Task prompt
Can you give all the records again without altering a single character?

Supplied data
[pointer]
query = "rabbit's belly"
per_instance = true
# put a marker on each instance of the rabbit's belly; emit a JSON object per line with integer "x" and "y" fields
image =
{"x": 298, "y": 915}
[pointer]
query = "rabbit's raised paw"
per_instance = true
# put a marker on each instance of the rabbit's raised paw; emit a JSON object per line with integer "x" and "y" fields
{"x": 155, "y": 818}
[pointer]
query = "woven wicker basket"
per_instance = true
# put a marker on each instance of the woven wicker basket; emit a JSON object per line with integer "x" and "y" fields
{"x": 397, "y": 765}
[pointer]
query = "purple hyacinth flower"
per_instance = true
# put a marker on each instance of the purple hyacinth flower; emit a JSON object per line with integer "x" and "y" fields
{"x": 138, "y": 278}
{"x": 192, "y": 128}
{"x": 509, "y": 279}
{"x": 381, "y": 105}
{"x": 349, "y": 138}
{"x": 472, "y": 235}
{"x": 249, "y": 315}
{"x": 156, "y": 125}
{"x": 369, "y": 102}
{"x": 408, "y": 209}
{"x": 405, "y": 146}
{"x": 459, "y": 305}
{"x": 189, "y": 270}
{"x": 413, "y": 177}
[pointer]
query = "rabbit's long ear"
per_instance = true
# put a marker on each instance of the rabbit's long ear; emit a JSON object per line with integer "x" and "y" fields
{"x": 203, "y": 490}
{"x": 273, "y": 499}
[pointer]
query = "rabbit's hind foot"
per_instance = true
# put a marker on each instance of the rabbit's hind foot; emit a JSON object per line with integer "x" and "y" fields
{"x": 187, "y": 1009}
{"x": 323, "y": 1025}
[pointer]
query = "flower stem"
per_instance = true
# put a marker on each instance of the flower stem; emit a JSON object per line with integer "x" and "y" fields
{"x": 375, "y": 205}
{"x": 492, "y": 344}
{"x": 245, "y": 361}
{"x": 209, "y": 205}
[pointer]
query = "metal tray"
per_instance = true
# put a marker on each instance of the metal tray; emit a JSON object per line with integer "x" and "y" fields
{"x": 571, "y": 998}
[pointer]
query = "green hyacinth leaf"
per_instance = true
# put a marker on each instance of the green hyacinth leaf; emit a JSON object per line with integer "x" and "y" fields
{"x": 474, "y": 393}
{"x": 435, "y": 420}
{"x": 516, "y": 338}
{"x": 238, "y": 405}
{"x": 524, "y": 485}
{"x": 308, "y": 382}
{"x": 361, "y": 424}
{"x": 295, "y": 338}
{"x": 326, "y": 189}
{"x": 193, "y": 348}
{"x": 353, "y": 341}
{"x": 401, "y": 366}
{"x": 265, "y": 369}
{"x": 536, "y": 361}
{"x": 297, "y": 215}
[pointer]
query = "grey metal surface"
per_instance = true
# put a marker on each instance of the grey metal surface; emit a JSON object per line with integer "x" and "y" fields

Task answer
[pointer]
query = "rabbit's belly"
per_instance = true
# put a marker on each instance of the rabbit's belly; emit a JSON object per line with integer "x" and "y" fields
image =
{"x": 298, "y": 915}
[pointer]
query = "rabbit's raised paw"
per_instance = true
# put a marker on each instance of the rabbit's raised paw; emit a JSON object per line with integer "x" and "y" fields
{"x": 155, "y": 818}
[pointer]
query = "woven wicker basket"
per_instance = true
# put a marker on each instance of the woven wicker basket; emit a JSON object per line with integer "x" and "y" fields
{"x": 397, "y": 765}
[pointer]
query = "purple hyacinth flower"
per_instance = true
# put a marker on each instance of the purple hyacinth flower; emit a JSON object per line with integer "x" and "y" fields
{"x": 138, "y": 278}
{"x": 192, "y": 128}
{"x": 509, "y": 279}
{"x": 381, "y": 105}
{"x": 349, "y": 138}
{"x": 472, "y": 235}
{"x": 249, "y": 315}
{"x": 156, "y": 125}
{"x": 369, "y": 102}
{"x": 408, "y": 209}
{"x": 405, "y": 146}
{"x": 459, "y": 305}
{"x": 189, "y": 270}
{"x": 413, "y": 177}
[pointer]
query = "rabbit's long ear"
per_instance = true
# put a marker on each instance of the rabbit's long ear; emit a JSON object per line with integer "x" and "y" fields
{"x": 203, "y": 490}
{"x": 273, "y": 499}
[pointer]
query = "rabbit's hind foot"
per_instance = true
# put a marker on each instance of the rabbit's hind foot; emit a JSON object per line with integer "x" and "y" fields
{"x": 187, "y": 1009}
{"x": 323, "y": 1025}
[pointer]
query = "flower stem"
per_instance = true
# put a marker on each instance of the flower stem; emit a JSON object per line with integer "x" and "y" fields
{"x": 375, "y": 205}
{"x": 492, "y": 344}
{"x": 245, "y": 361}
{"x": 209, "y": 205}
[pointer]
query = "metal tray"
per_instance = true
# put a marker on each instance of the metal tray; emit a JSON object per line with integer "x" and "y" fields
{"x": 571, "y": 998}
[pointer]
query = "green hyacinth leaf"
per_instance = true
# put a marker on each instance of the green hyacinth leaf; emit a JSON object per line with integer "x" and "y" fields
{"x": 474, "y": 393}
{"x": 435, "y": 420}
{"x": 516, "y": 338}
{"x": 238, "y": 405}
{"x": 524, "y": 485}
{"x": 308, "y": 382}
{"x": 361, "y": 424}
{"x": 295, "y": 338}
{"x": 326, "y": 189}
{"x": 193, "y": 348}
{"x": 353, "y": 341}
{"x": 401, "y": 366}
{"x": 265, "y": 369}
{"x": 536, "y": 361}
{"x": 297, "y": 215}
[pointer]
query = "grey metal surface"
per_instance = true
# put a marker on each instance of the grey metal surface; emit a JSON object per line with integer "x" and "y" fields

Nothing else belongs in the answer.